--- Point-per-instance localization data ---
- - -

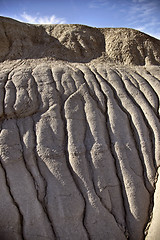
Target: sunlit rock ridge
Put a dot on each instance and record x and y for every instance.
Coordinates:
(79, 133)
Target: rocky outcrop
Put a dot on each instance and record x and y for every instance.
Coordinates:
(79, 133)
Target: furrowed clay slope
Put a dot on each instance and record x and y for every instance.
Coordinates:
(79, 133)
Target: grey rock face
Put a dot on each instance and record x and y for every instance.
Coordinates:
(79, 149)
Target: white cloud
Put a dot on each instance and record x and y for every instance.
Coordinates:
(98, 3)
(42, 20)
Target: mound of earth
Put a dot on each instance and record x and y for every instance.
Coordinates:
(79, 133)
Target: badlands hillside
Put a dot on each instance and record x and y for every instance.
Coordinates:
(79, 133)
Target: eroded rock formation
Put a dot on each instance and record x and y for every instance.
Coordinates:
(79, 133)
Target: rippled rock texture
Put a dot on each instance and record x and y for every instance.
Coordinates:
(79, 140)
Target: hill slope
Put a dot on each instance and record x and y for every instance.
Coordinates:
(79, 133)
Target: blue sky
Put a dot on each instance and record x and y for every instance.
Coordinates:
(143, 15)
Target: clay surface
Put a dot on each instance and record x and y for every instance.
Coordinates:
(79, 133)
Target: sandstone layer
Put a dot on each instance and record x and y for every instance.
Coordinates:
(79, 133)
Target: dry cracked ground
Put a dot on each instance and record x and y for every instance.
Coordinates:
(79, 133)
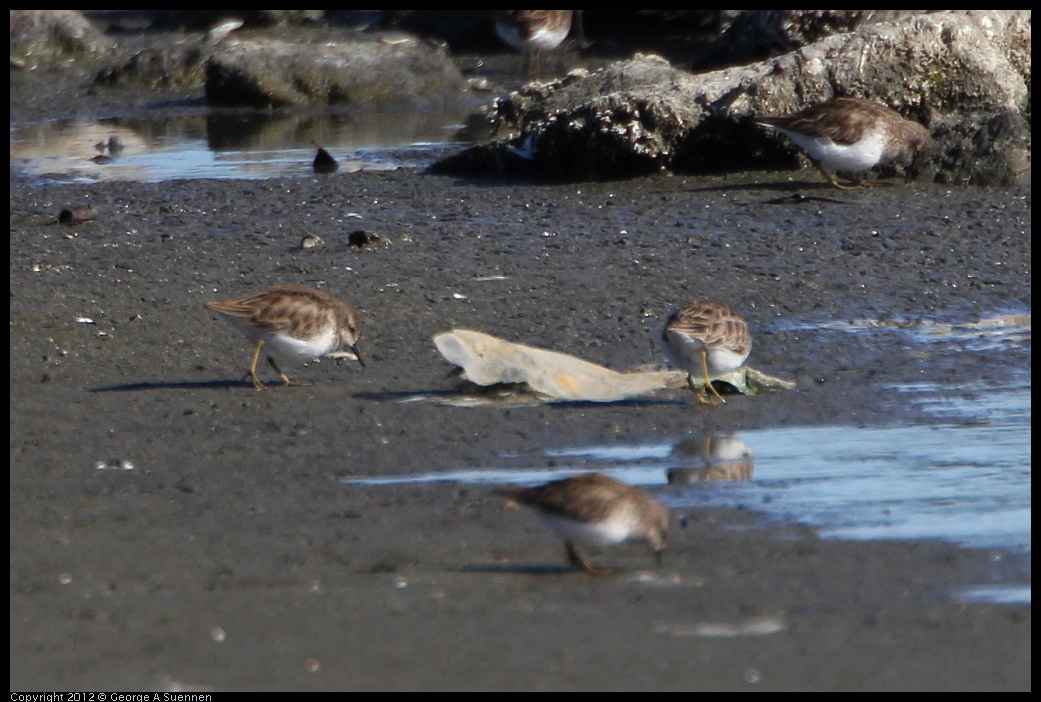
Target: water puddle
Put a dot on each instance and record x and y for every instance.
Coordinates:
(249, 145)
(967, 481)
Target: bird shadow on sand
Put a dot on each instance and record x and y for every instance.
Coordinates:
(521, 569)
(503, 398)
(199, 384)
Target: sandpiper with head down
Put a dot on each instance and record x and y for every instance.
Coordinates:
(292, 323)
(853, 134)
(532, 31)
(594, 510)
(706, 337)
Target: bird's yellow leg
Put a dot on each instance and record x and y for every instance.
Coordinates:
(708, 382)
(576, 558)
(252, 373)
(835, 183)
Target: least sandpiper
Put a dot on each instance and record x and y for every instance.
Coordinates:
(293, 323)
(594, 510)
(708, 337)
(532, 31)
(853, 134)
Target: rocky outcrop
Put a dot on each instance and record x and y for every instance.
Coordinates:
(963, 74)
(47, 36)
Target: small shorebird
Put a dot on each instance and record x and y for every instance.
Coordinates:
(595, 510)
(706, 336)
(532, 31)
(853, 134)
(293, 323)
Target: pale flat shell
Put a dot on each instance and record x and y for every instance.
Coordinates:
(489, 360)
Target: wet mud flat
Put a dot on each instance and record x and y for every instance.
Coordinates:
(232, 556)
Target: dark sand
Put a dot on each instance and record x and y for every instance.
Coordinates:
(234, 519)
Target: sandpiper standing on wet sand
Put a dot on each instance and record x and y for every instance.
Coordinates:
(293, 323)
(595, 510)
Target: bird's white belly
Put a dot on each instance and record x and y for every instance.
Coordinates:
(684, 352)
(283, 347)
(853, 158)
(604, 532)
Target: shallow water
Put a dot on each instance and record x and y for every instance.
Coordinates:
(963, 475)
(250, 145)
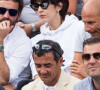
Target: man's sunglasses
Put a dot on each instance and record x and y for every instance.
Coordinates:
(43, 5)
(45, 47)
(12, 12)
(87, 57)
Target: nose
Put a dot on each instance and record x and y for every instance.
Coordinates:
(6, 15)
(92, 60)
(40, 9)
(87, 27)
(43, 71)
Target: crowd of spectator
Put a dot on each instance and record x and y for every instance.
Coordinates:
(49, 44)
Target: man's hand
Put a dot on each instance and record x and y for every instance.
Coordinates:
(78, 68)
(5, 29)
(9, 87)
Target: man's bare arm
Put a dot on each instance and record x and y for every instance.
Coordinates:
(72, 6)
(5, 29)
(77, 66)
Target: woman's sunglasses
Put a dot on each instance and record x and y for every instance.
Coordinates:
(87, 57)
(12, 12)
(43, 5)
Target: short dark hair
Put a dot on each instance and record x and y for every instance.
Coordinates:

- - -

--- ACTIVITY ---
Reproduce the entries exactly. Do not carry over any picture.

--- YOUR RESPONSE ---
Target: sunlit rock ridge
Put a dot on each instance and record x and y for every instance.
Coordinates:
(79, 133)
Target: rocky outcrop
Put a dot on each instance and record x and y for every instance.
Coordinates:
(79, 133)
Target: furrowed clay slope
Put a dot on each instance and record x and y for every instance.
Coordinates:
(79, 133)
Target: grey rock face
Put a dot on each instance and record x and y for every instance.
Coordinates:
(79, 149)
Target: white cloud
Put a dot on each instance and record x and y for every instance.
Coordinates:
(98, 3)
(42, 20)
Target: mound of earth
Put a dot on each instance and record x and y for every instance.
Coordinates:
(79, 133)
Target: badlands hillside
Put a dot on each instance and record x and y for every instance.
Coordinates:
(79, 133)
Target: eroded rock formation
Put a dot on each instance and record x and y for every instance.
Coordinates:
(79, 133)
Target: rippled rock texture
Put a dot on each instance and record x and y for every instance.
Coordinates:
(79, 140)
Target: hill slope
Put a dot on each instance and record x and y for every instance.
Coordinates:
(79, 133)
Target: blue sky
Put a dot on each instance and record x and y for every instance.
Coordinates:
(143, 15)
Target: clay surface
Put a dot on each instance and record x and y for every instance.
Coordinates:
(79, 133)
Target: sandstone layer
Put a dot on each instance and record x and y for every instance.
Coordinates:
(79, 133)
Target: dry cracked ground
Put a dot on each instance and record x and y for every instance.
Coordinates:
(79, 133)
Target: water puddle
Put a dot on each instance and record x and y for every instance.
Coordinates:
(249, 145)
(967, 481)
Target: bird shadow on sand
Put a dot on each instance and record x and y for every instance.
Coordinates:
(521, 569)
(503, 398)
(199, 384)
Target: sandpiper with head down
Put a dot on each instance and record x and y for every instance.
Coordinates:
(292, 323)
(853, 134)
(532, 31)
(594, 510)
(706, 337)
Target: bird's yellow leg
Put a dot on each instance and record x and y for every instance.
Coordinates:
(708, 382)
(576, 558)
(252, 373)
(835, 183)
Target: least sandpiper
Put a dot on each instance and record x and y for every instance.
Coordinates:
(293, 323)
(594, 510)
(708, 337)
(532, 31)
(853, 134)
Target: rocky outcrop
Put a dot on each instance and record x and y for every instance.
Coordinates:
(963, 74)
(47, 36)
Target: small shorebird
Put a dot on each instance and record x and y for every instance.
Coordinates:
(595, 510)
(706, 336)
(532, 31)
(853, 134)
(293, 323)
Target: pale flat shell
Put a dot on each instance and record x and y for every instance.
Coordinates:
(489, 360)
Target: wet mud flat
Put a dot on each instance and record x and y for every instance.
Coordinates:
(232, 556)
Target: dark sand
Put a dot on each instance and record x and y for every instance.
Coordinates:
(234, 519)
Target: sandpiper standing on wet sand
Put a dot on each instance and record x and y for every instance.
Coordinates:
(293, 323)
(595, 510)
Target: bird's white belly
Put a dot on each instance and record x and y for every instance.
Coordinates:
(684, 352)
(283, 347)
(853, 158)
(604, 532)
Target: shallow water
Put a dot on each instance and record x and y for every instance.
Coordinates:
(963, 475)
(250, 145)
Target: man's sunglasses
Put a dot on each instance and record x and y for every instance.
Coordinates:
(43, 5)
(45, 47)
(12, 12)
(87, 57)
Target: nose
Put a dot on each instance and record x and y for every instance.
Coordinates:
(6, 15)
(92, 60)
(40, 9)
(87, 27)
(43, 71)
Target: crowd of spectator
Put a dot on each instance and record x and y for every instance.
Coordinates:
(49, 44)
Target: man's hand
Put a dot on each instance and record x and y for every instance.
Coordinates:
(78, 68)
(5, 29)
(9, 87)
Target: man's bare arm
Put a dot on each instance and record x and y for every instance.
Coordinates:
(72, 6)
(5, 29)
(77, 66)
Target: woman's sunglasses
Put a dot on each instance and record x and y for every instance.
Coordinates:
(87, 57)
(12, 12)
(43, 5)
Target: short dark hair
Put a dot on each instance and record x and y for every instance.
Coordinates:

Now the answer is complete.